- [Exercise instructions]:
1: Write out the passage on DSM-5 field testing word for word, everything from "Stage 1 was" down to "lots more work.".
2: According to the passage on DSM-5 field testing, how late did Stage 1 come in?
3: Carry on the passage about DSM-5 field testing from the point where it ends.

- [Exercise passage]:
══════════════════════════════

According to its own original schedule, DSM-5 was to have conducted its quality control in a Stage 2 of field testing. Stage 2 would be for rewriting criteria sets that did poorly in Stage 1 and retesting them to ensure they could now achieve reliability.
Stage 1 was a disaster -- poorly designed and badly implemented. Constantly missing deadlines, it came in 18-30 months late (depending on how you count its start date). And many diagnoses had crazily low reliability, far below acceptable historical standards, suggesting either that the criteria sets were poorly written or the testing poorly done, or more likely both. The results were pretty much uninterpretable- except for confirming all the other indications that DSM-5 was badly off track and needed lots more work.
APA was faced with 2 choices: 1) go ahead with Stage 2 to clean up the mess; or 2) declare Stage 2 unnecessary and publish a poorly edited, unreliable, and untested DSM-5. APA chose the second option and is rushing toward a forced, premature birth of DSM-5.

══════════════════════════════

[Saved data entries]
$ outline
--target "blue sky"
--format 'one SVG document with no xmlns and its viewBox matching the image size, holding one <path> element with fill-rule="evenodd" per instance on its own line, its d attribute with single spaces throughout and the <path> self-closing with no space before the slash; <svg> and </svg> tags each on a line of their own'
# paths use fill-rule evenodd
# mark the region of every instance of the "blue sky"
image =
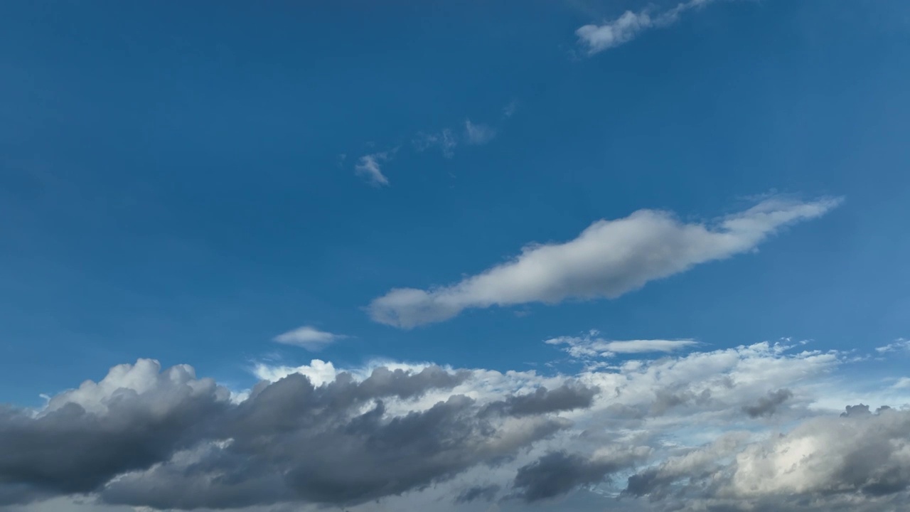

══════════════════════════════

- [Results by task]:
1:
Stage 1 was a disaster -- poorly designed and badly implemented. Constantly missing deadlines, it came in 18-30 months late (depending on how you count its start date). And many diagnoses had crazily low reliability, far below acceptable historical standards, suggesting either that the criteria sets were poorly written or the testing poorly done, or more likely both. The results were pretty much uninterpretable- except for confirming all the other indications that DSM-5 was badly off track and needed lots more work.

2: It came in 18-30 months late, depending on how its start date is counted.

3:
Since there is no pressing need to publish the DSM-5 quickly, let's follow the money. The APA budget depends heavily on the huge publishing profits generated by its DSM monopoly. APA needs the money badly. It is losing paying members; other sources of funding are also on a downward trend; and its budget projections require a big May 2013 injection of DSM-5 cash.
And APA also has to adjust to the bloated cost of doing DSM 5 -- an incredible $25 million dollars. For comparison, DSM-IV cost about $5 million, more than half of which came from outside funding. APA feels compelled to recoup on this huge, mostly wasted, investment by getting DSM-5 to the bookstores ASAP. The assumption is that the market is captive and that DSM-5 will be a best seller despite its quality problems.
APA treats DSM-5 like a valuable publishing property, not as a public trust that importantly impacts on people's lives and public policy. It is excellent at protecting its "intellectual property" with confidentiality agreements and at protecting its trademark and copyright with bullying threats of lawsuits. But APA has been sadly incompetent and wildly profligate in the day-to-day work of actually producing a safe and scientifically sound DSM-5. The rush now is all about money.
APA Medical Director Jay Scully strongly disagrees with me. He states his case in a piece titled "DSM-5 Inaccuracies: Setting the Record Straight."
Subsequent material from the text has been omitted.